▸ Instructions to follow:
Write the material out again, line by line, exactly as it is.

# Extracted data start

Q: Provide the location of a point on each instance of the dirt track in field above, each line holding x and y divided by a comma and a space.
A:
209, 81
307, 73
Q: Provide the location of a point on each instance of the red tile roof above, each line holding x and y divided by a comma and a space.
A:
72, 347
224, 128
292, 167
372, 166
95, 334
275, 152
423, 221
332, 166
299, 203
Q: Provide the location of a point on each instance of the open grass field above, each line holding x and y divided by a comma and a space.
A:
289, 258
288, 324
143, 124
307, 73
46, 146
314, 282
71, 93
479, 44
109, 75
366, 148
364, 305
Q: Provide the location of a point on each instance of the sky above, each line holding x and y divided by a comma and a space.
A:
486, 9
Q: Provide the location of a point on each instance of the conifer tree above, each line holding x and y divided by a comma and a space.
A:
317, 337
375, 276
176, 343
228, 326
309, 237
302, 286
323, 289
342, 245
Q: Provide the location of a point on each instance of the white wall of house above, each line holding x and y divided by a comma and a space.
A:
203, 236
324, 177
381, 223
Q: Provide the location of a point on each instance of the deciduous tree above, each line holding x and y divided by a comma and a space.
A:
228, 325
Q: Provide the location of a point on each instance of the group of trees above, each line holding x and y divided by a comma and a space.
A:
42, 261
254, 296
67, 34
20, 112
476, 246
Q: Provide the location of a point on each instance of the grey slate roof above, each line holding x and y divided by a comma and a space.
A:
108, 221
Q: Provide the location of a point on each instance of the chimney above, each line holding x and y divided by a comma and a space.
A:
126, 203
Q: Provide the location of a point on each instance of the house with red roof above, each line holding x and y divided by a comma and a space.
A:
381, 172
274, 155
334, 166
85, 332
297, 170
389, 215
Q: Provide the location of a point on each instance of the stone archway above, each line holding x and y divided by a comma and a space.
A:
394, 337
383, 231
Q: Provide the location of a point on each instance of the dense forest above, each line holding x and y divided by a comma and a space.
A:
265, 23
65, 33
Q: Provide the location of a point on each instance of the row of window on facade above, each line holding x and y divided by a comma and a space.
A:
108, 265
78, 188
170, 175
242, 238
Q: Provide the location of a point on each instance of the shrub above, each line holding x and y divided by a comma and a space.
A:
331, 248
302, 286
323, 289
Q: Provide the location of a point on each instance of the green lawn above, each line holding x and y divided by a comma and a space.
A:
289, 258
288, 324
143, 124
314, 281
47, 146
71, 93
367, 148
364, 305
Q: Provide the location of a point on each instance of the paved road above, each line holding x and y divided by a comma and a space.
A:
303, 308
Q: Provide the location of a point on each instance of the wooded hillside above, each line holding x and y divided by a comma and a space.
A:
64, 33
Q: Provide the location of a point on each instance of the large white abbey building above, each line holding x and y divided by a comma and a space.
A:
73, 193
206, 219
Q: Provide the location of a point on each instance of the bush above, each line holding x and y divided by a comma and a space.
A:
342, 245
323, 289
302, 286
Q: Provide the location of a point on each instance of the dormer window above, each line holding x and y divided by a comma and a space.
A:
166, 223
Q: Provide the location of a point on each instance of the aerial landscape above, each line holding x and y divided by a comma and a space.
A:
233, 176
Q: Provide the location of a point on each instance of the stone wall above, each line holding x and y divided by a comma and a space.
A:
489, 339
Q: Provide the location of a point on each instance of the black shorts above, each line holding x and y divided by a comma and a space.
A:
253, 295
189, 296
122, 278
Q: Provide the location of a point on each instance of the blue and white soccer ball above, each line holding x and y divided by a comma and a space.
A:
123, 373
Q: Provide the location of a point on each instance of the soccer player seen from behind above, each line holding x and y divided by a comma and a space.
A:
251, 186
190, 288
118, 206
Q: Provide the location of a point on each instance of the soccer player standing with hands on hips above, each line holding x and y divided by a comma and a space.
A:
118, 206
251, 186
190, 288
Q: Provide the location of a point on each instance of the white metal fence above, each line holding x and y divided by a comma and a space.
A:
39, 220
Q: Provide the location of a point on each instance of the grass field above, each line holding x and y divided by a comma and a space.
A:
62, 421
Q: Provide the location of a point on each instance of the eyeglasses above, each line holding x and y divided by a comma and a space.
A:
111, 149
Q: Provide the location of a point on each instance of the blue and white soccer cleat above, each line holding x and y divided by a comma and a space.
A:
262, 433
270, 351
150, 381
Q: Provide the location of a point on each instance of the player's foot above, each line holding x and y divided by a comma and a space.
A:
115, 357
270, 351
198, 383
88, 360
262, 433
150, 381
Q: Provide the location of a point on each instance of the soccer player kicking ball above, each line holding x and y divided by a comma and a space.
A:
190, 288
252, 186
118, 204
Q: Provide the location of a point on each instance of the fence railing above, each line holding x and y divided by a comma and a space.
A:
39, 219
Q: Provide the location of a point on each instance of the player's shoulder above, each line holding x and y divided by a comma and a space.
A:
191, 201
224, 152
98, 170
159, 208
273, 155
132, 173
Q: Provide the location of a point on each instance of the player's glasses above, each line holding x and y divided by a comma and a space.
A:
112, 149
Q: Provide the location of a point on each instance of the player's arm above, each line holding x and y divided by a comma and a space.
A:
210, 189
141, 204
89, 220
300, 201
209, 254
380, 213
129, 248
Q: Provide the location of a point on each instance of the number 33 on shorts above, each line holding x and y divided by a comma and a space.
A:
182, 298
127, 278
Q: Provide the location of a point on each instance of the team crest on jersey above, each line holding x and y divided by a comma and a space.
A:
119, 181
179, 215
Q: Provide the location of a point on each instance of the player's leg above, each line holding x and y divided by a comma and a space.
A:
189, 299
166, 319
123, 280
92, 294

# Extracted data end

▸ Completed exercise:
Q: Provide the location of a point on each instance of the dirt track in field above, each line holding x and y divided by a comma and a space.
A:
209, 81
307, 73
Q: Provide the location of a point on each instance of the red tile roof above, each line holding x and y divided by a comma and a space.
A:
72, 347
224, 128
292, 167
372, 166
95, 334
275, 152
423, 221
332, 166
299, 203
Q: Provide the location of a point on each instance of the open grass field above, each line holding x and y divided by a comma and a space.
A:
289, 258
288, 324
143, 124
307, 73
46, 146
314, 282
71, 93
479, 44
109, 75
366, 148
364, 305
Q: Provide the location of a point on each instance of the sky above, each line holding x and y divided by a comma and a space.
A:
486, 9
Q: Provide the location of a point on each instance of the conifer tree above, each line holding x and y divided by a comma and a space.
A:
317, 337
375, 276
176, 343
228, 326
309, 237
302, 286
323, 289
342, 245
Q: Provide the location of a point on each instance of the white wall of house above, each line holding x and y divided by a comma and a space.
A:
203, 236
324, 177
381, 223
Q: Provide the location of a point on each instance of the deciduous tree above, each line holding x and y divided by a comma and a space.
A:
228, 325
Q: Provide the location of a point on each instance of the group of trees above, each line holding x and y divided by a comma and a space.
A:
42, 261
254, 296
67, 34
20, 112
476, 246
Q: Provide the location of a point on each instance of the grey slate roof above, each line holding x and y divided by a comma and a space.
A:
108, 221
Q: Provide the location of a point on each instance of the chimney above, each line holding x and y divided by a comma and a space.
A:
126, 203
Q: Provide the location of a point on each instance of the house with red roof above, each line holding x and y divided by a comma and a space.
A:
381, 172
274, 155
334, 166
85, 332
297, 170
389, 215
Q: Provide the location of a point on each instance of the stone archway above, each line holding x and y divided by a comma and a space.
A:
394, 337
383, 231
Q: Provide the location of a point on each instance of the dense forest above, each line holding x and y divided by a comma and a space.
A:
265, 23
65, 33
Q: Provide the location of a point on each instance of the row of window on facade above, each line holding x and y divided by a comma and a space.
A:
108, 265
78, 188
170, 175
242, 238
Q: Provide the location of a point on each instance of the shrub above, each line holding x and y divided by a comma and a space.
A:
331, 248
302, 286
323, 289
Q: Provide the location of a point on each instance of the green lawn above, each line holding x and y divided by a comma and a space.
A:
289, 258
288, 324
143, 124
314, 281
47, 146
71, 93
367, 148
364, 305
Q: Provide the location of a point on each instance of the paved road above, each line holding x and y divided by a comma and a space.
A:
303, 308
Q: Provide the location of a point on each instance of the wooded hillside above, each line holding x and y divided by a comma and a space.
A:
64, 33
Q: Provide the location of a point on each instance of the large white abbey building above, each line holding x and y divided by a comma and a space.
A:
73, 193
206, 219
Q: Provide the location of a point on each instance of the bush above, each line holding x and y divided by a comma and a space.
A:
342, 245
323, 289
302, 286
Q: Provide the location of a point on each instance of the dormer window above, each line holding x and y divided by a comma and a space.
A:
166, 223
Q: Provide the location of a point on each instance of the aerial landscape above, each line holding x and y divided by a comma and a space.
A:
233, 176
Q: Provide the location of a point on each instance of the stone wall above, each line holding x and y divided by a comma and a space.
A:
489, 339
Q: Provide the location of a point on each instance of the black shorts above, each line holding x and y divided by a comma and a space.
A:
253, 295
189, 296
122, 278
Q: Provide the location of a point on each instance of the blue and white soccer ball above, each line holding x and y divided by a comma and a space.
A:
123, 373
Q: Provide the location of a point on each instance of the soccer player seen from behind above, each line holding x and y divided by a comma and a space.
A:
251, 186
190, 288
118, 206
Q: Provide the location of a point on each instance of the soccer player standing with hands on hips above, each line holding x and y divided by a comma and a space.
A:
118, 206
251, 186
190, 288
Q: Provide the location of a point on each instance of the white metal fence above, each line holding x and y divided by a comma and a space.
A:
39, 220
Q: Provide the location of a point on each instance of the grass field above, each line holding x and y divided by a comma and a space.
A:
62, 421
Q: Provide the location of a point on each instance of the eyeglasses above, each line holding x and y divided by a comma and a space.
A:
111, 149
Q: Provide the location of a point on each instance of the blue and white soccer cleat above, each line holding x and y divided by a comma and a space.
A:
262, 433
270, 351
150, 381
Q: Provide the location of a point on each instance of the player's foot above, each line holding x and y divided by a comma and a space.
A:
115, 357
270, 351
198, 383
88, 360
262, 433
150, 381
Q: Provide the location of a point on each instance of the soccer player kicking ball above, each line holding x and y divided by a comma and a space.
A:
190, 288
252, 186
118, 204
Q: Provide the location of a point on each instance of the fence railing above, each line holding x and y divided by a comma and a space.
A:
39, 219
Q: Provide the location of a point on each instance of the player's shoulder above, each line holding x and y divided by a comma and a space.
A:
191, 201
224, 152
98, 170
159, 208
273, 155
132, 173
Q: Provide the location of a point on each instance of the player's glasses above, each line holding x and y divided by a comma and a space.
A:
112, 149
Q: Provide the location of a point on each instance of the player's arm above, each line holding x and y divided by a comma and a space.
A:
210, 189
141, 204
89, 220
300, 201
209, 254
380, 213
129, 248
Q: Provide the location of a point on each instance of the number 33 on shorts above, each line holding x and y divided by a comma and a space.
A:
182, 298
127, 278
Q: Provide the location of a point on each instance of the team crest on jersey above, each line holding x and y divided by a comma and a space.
A:
119, 181
179, 215
Q: Provide the location of a point on each instance of the player's leg above, each line holding x and y divided by a comma and a space.
A:
189, 299
166, 319
123, 280
92, 294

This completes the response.